Problem requirements.
Give back every record exactly as written.
= Beginning of Section =
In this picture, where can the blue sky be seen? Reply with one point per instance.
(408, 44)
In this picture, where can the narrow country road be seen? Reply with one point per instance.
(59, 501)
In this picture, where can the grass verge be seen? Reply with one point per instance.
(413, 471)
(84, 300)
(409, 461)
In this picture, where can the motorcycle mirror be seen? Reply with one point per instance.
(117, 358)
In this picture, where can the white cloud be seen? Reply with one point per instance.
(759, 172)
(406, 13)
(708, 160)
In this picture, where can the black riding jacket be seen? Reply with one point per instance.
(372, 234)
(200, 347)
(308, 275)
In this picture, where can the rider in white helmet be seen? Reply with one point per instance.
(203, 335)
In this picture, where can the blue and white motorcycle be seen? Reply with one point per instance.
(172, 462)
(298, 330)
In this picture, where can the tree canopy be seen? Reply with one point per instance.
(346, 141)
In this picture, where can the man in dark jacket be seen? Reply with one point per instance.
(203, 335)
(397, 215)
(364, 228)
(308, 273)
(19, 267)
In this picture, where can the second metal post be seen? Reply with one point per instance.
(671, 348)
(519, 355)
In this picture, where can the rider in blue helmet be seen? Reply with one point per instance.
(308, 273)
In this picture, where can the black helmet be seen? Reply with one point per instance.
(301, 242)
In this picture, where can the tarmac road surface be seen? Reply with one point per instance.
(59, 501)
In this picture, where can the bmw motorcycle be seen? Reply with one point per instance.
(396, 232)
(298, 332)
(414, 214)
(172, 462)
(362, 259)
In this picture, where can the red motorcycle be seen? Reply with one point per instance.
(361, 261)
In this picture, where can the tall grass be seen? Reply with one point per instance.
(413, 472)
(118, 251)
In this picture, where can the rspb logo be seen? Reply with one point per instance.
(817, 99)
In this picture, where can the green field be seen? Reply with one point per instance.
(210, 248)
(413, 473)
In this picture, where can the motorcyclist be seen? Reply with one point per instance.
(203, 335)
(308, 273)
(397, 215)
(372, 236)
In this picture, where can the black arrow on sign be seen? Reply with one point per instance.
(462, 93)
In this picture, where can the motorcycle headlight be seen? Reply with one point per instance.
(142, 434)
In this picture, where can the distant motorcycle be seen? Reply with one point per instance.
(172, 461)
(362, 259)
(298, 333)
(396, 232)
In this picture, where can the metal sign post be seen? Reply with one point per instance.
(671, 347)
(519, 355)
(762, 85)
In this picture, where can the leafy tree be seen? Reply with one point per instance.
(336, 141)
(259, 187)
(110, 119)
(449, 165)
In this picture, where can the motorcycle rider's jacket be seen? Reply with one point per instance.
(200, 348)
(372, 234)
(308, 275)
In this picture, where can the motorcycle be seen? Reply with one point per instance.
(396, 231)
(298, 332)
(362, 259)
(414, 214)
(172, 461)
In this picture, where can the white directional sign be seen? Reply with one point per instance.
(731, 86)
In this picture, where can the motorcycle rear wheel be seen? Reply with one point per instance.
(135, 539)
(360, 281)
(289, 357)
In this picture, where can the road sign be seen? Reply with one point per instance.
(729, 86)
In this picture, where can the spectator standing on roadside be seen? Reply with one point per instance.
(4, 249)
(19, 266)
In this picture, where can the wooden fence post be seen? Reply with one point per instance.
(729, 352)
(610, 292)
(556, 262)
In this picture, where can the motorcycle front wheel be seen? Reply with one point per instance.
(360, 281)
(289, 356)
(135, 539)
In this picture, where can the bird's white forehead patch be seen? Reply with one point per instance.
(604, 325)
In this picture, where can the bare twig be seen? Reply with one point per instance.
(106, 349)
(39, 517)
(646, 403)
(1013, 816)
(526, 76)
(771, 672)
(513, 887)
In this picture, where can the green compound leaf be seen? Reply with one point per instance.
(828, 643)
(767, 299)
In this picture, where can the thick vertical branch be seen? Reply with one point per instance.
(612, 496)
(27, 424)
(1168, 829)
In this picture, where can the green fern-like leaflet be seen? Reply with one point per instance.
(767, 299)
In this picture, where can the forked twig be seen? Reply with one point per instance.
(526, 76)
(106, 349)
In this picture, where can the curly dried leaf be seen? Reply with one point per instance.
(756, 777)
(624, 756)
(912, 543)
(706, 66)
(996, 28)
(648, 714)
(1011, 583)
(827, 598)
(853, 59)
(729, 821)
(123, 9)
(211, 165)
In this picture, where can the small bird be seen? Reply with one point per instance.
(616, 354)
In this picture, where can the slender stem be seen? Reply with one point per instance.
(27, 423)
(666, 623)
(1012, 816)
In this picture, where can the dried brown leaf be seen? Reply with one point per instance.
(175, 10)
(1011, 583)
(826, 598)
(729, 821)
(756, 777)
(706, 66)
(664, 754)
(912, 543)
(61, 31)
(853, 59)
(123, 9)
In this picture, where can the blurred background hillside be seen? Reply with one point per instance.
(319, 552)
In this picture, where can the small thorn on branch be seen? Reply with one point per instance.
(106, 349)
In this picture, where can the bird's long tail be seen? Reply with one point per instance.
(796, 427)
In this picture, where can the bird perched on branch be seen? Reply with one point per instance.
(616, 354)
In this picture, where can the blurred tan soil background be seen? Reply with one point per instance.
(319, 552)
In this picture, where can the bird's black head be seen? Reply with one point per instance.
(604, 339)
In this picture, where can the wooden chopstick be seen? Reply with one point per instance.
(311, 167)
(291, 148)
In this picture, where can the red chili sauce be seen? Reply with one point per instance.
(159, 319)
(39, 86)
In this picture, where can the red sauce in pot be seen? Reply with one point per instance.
= End of Section =
Your solution.
In this picture, where can the blue sky be seen? Reply with one point per instance.
(408, 44)
In this picture, where can the narrow country road be seen? Reply with one point per instance.
(59, 501)
In this picture, where can the grass verge be seen? Reply with one point per instance.
(413, 471)
(84, 300)
(409, 461)
In this picture, where can the motorcycle mirror be seen? Reply with one point per instance.
(117, 358)
In this picture, where can the white cloud be seen? Reply with one point per instance.
(759, 172)
(406, 13)
(708, 160)
In this picture, where can the black riding jacket be seen? Reply with one point per instance.
(372, 234)
(200, 347)
(308, 275)
In this picture, where can the rider in white helmet be seen? Reply with one point per instance.
(203, 335)
In this picture, where can the blue and white motorcycle be seen? Reply with one point per instance.
(172, 462)
(298, 330)
In this picture, where can the tree canopy be seen? Reply with one point per instance.
(346, 141)
In this picture, where can the man in dark jacket be seen? Reply with one point per instance.
(203, 335)
(397, 215)
(364, 228)
(308, 273)
(19, 267)
In this picture, where can the second metal post be seen? Reply with one point per instance.
(671, 348)
(519, 355)
In this picture, where can the rider in blue helmet be seen? Reply with one point per instance.
(308, 273)
In this picture, where can the black helmet be seen? Reply with one point per instance.
(301, 242)
In this picture, where can the tarmac road surface be seen? Reply with one point per instance.
(59, 501)
In this picture, where can the bmw motorcycle be seen? Reply with one point per instance.
(396, 232)
(298, 332)
(414, 214)
(172, 462)
(362, 259)
In this picture, where can the red motorcycle be seen? Reply with one point per instance.
(361, 261)
In this picture, where can the tall grass be seen? Reply with one point per instance.
(413, 472)
(118, 251)
In this picture, where can the rspb logo be seen? Reply with one point per instance.
(817, 99)
In this picture, where can the green field be seen? Reply with one point per instance.
(210, 248)
(413, 473)
In this picture, where can the motorcyclist be seen? Reply with one point per instance.
(203, 335)
(308, 273)
(397, 215)
(372, 236)
In this picture, where can the black arrow on sign be seen? Reply with one point per instance.
(462, 93)
In this picture, where can the motorcycle headlight be seen? Reply with one point per instance.
(142, 434)
In this picture, where can the distant motorcycle be seen? Reply with one point per instance.
(172, 461)
(362, 259)
(298, 333)
(396, 232)
In this picture, where can the metal sign post be seen? Reply with one point per instance.
(671, 347)
(519, 355)
(762, 85)
In this picture, where can the leafy tree be seen? Reply with one point per instance.
(336, 141)
(259, 187)
(110, 119)
(449, 165)
In this picture, where can the motorcycle rider's jacket be seen? Reply with one point per instance.
(200, 348)
(372, 234)
(308, 275)
In this picture, where can the motorcycle be seen? Reply with one point per instance.
(396, 231)
(298, 332)
(362, 259)
(414, 214)
(172, 461)
In this picture, where can the white directional sign be seen? Reply with one point per instance.
(731, 86)
In this picture, where can the motorcycle rear wheel be seen? Reply with one point per instance.
(135, 539)
(360, 281)
(289, 357)
In this picture, where can the road sign be seen? Reply with one point per instance.
(729, 86)
In this picture, where can the spectator standing on roadside be seen? Reply with one point per instance.
(4, 249)
(19, 266)
In this picture, where can the wooden fence post be seen? Reply with one point per instance.
(729, 352)
(610, 292)
(556, 262)
In this picture, where can the motorcycle front wheel be seen? Reply with one point per instance.
(360, 281)
(289, 356)
(135, 539)
In this picture, where can the bird's white forehead patch be seen? Reply with one point per instance.
(604, 325)
In this picture, where can the bare twig be seen? Reply with one point per instance.
(106, 349)
(39, 517)
(646, 403)
(1013, 816)
(526, 76)
(771, 672)
(513, 887)
In this picture, where can the green compound leaf be seen? Reply with one point per instance.
(828, 643)
(767, 299)
In this picture, where can the thick vertical branch be seen? Reply with one point per instance.
(612, 496)
(27, 424)
(1168, 829)
In this picture, where can the green fern-like leaflet be seen? Reply with one point per instance.
(767, 299)
In this picture, where can the forked twig be seen? Reply with one point per instance.
(526, 76)
(106, 349)
In this picture, where can the curly dried leaf be seen? Reply with one point per instance.
(756, 777)
(624, 756)
(912, 543)
(706, 66)
(996, 28)
(648, 714)
(1011, 583)
(827, 598)
(853, 59)
(729, 821)
(123, 9)
(211, 165)
In this picture, where can the small bird be seen? Reply with one point per instance.
(616, 354)
In this picture, where can the slender stem be seen? Reply with one point per instance.
(27, 423)
(666, 623)
(1012, 816)
In this picture, where can the dried brown leaf be seen? Reply with one point per instance.
(175, 10)
(1011, 583)
(826, 598)
(729, 821)
(756, 777)
(706, 66)
(664, 754)
(912, 543)
(61, 31)
(853, 59)
(123, 9)
In this picture, where can the blurred background hillside be seen? Reply with one point per instance.
(319, 552)
In this picture, where can the small thorn on branch be seen? Reply with one point per instance.
(106, 349)
In this picture, where can the bird's long tail be seen? Reply with one point per instance.
(796, 427)
In this picture, where can the bird perched on branch be seen? Reply with one point per instance.
(616, 354)
In this picture, where can the blurred tan soil background be seen? Reply with one point per instance.
(319, 552)
In this picture, where can the bird's black head be seen? Reply with one point per instance.
(604, 339)
In this picture, where can the wooden chopstick be seen? Reply with one point per instance.
(311, 167)
(291, 148)
In this picture, where can the red chili sauce be seen? Reply with one point per instance.
(159, 319)
(39, 86)
In this picture, where can the red sauce in pot be seen? Reply with one point per instance.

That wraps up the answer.